• [Task to carry out] When you return the lines below, go from the first through the line with "each instance gets its own outline", keep them exact, and leave out every picture.

*** Supplied data ***

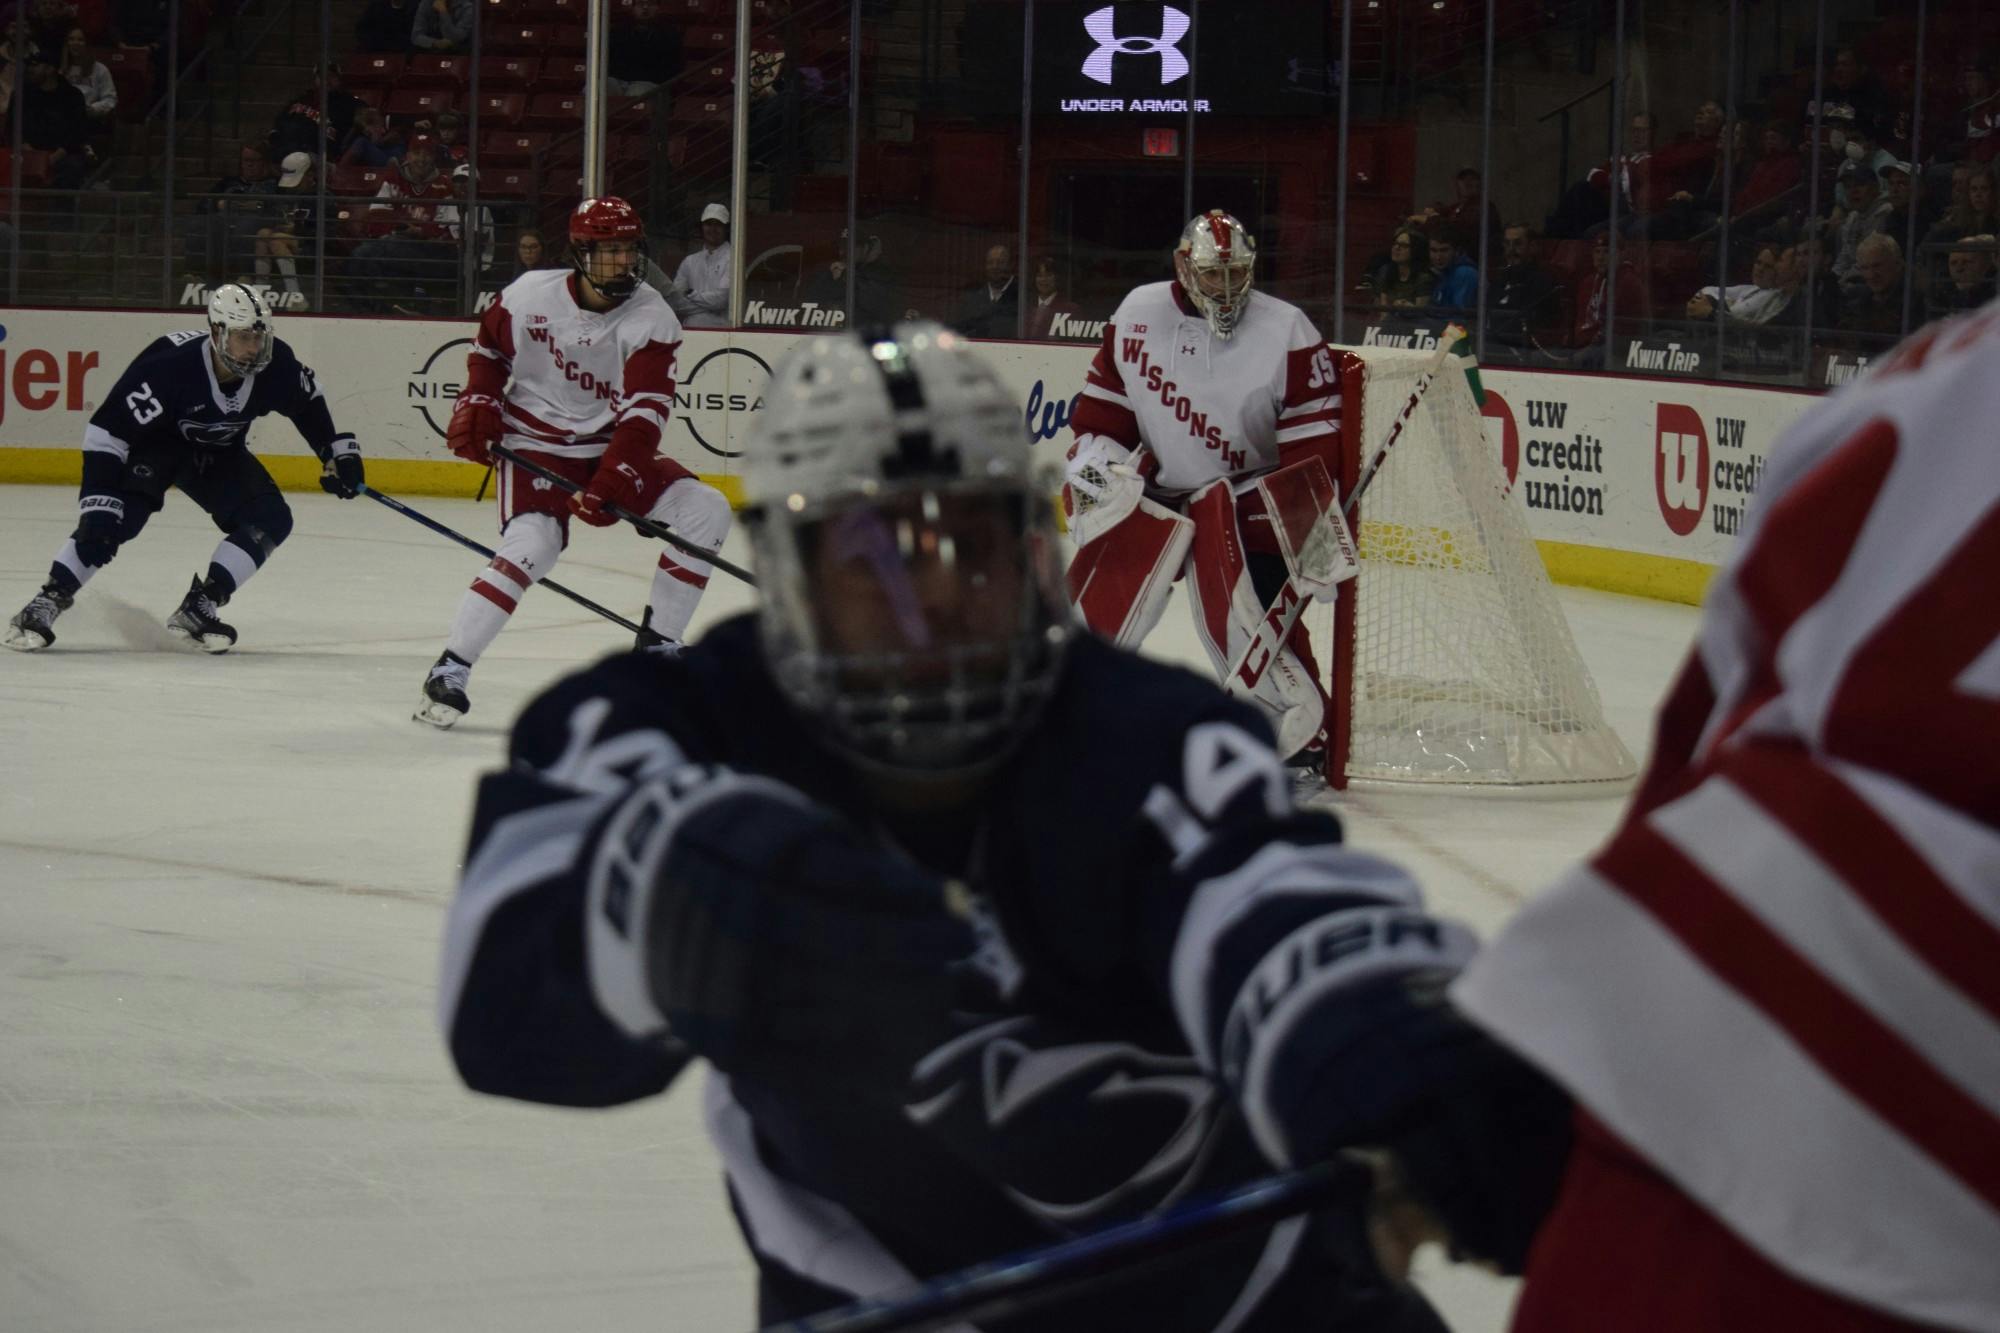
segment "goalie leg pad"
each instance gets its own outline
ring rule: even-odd
[[[1299,591],[1316,601],[1331,601],[1335,588],[1361,572],[1360,553],[1340,512],[1340,487],[1318,458],[1259,477],[1241,514],[1245,541],[1252,549],[1268,542],[1268,549],[1284,557]]]
[[[1243,539],[1236,524],[1236,499],[1229,484],[1212,482],[1188,502],[1194,521],[1194,545],[1188,555],[1188,592],[1193,600],[1195,633],[1209,660],[1215,663],[1223,688],[1262,708],[1277,733],[1278,753],[1290,757],[1313,742],[1325,720],[1325,696],[1299,661],[1282,646],[1255,651],[1235,675],[1230,670],[1256,639],[1265,608],[1257,596],[1244,559]],[[1272,614],[1296,615],[1296,607],[1273,608]]]
[[[1120,648],[1136,648],[1160,623],[1193,541],[1192,522],[1141,499],[1108,532],[1077,548],[1067,576],[1070,601],[1092,630]]]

*** End of Supplied data ***

• [Solution to the problem]
segment "goalie leg pad"
each instance gets its own outline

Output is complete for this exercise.